PROBLEMS:
1: Answer these questions using the passage on Cuomo and the New York State Senate:
(a) For the first time in how long did the Democratic conference capture majority control of the chamber?
(b) In which regions will control of the Senate hinge on a handful of races this year?
(c) What would a supermajority give Senate Democrats enough seats to do?
2: Repeat the passage on Cuomo and the New York State Senate from "This year control" up to and including "overrides largely moot.".
3: Carry on the passage about Cuomo and the New York State Senate, starting after its final sentence.

PROVIDED PASSAGE:
═══

The Democratic conference two years ago captured majority control of the chamber for the first time in a decade after Republicans held power or shared it with a bloc of breakaway Democrats for most of Cuomo's time in office.
During this time, Cuomo has fended off criticism he hasn't done enough to help his own party win control of the chamber and that he preferred GOP influence to play off the large Democratic majority in the state Assembly.
This year control of the Senate will hinge on a handful of races in the Hudson Valley, as well as on Long Island.
Democrats in the Senate this year are likely poised to keep their majority, but the bigger question in Albany has been whether the conference will capture a supermajorty, allowing them enough seats to override any gubernatorial vetoes.
Cuomo and his allies have countered this with noting the policy agenda of Democratic legislators in Albany has been broadly his policy agenda as well, including a menu of criminal justice law changes approved earlier this year -- making any such parlor talk about veto overrides largely moot.

═══

ENTRIES PROVIDED:
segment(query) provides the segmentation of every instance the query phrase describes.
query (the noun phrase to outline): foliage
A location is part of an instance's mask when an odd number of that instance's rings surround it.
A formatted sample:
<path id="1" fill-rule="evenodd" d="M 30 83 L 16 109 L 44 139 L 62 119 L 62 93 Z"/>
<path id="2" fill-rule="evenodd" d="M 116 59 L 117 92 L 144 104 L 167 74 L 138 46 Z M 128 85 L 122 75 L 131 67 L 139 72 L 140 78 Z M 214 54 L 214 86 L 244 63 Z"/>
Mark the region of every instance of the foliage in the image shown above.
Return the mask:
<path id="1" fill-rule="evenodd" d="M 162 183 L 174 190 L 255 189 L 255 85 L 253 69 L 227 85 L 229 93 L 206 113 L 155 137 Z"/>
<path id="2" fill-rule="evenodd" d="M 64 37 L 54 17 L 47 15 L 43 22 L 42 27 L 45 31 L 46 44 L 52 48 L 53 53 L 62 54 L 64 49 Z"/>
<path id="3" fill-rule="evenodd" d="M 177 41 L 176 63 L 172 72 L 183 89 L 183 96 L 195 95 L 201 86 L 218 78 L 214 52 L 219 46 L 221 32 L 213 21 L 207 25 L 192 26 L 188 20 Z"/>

═══

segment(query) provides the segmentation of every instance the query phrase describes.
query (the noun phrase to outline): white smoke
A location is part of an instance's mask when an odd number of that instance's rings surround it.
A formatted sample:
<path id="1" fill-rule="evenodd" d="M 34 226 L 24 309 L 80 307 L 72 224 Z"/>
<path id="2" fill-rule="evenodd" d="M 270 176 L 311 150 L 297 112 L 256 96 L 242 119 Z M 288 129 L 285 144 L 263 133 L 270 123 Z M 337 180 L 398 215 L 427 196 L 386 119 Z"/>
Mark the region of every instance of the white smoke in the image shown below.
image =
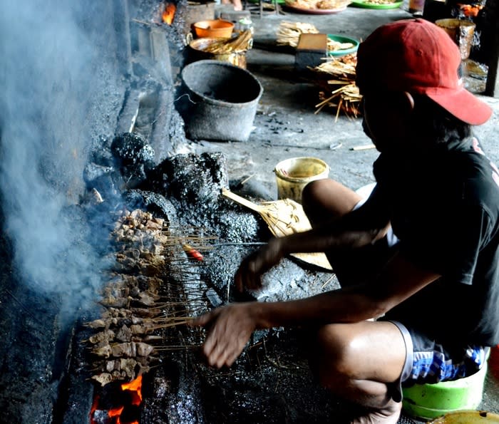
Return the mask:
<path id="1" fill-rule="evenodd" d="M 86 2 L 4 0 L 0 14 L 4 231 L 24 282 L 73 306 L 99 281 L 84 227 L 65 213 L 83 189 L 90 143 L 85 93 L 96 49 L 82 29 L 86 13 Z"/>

═══

PER-TASK OUTPUTS:
1:
(a) A decade.
(b) The Hudson Valley and Long Island.
(c) Override any gubernatorial vetoes.

2:
This year control of the Senate will hinge on a handful of races in the Hudson Valley, as well as on Long Island.
Democrats in the Senate this year are likely poised to keep their majority, but the bigger question in Albany has been whether the conference will capture a supermajorty, allowing them enough seats to override any gubernatorial vetoes.
Cuomo and his allies have countered this with noting the policy agenda of Democratic legislators in Albany has been broadly his policy agenda as well, including a menu of criminal justice law changes approved earlier this year -- making any such parlor talk about veto overrides largely moot.

3:
Still, some Democrats and advocates have grumbled -- not so privately -- about the effort by Ronald Lauder, who is showing a sudden interest in the state Senate that could deny the party a supermajority.
The billionaire cosmetics heir and a past campaign donor to the governor is fueling what is now a $4.5 million effort to help Republicans in key swing districts. The money is providing a boost to GOP candidates through an independent expenditure committee that is helping closing a money gap for the two parties.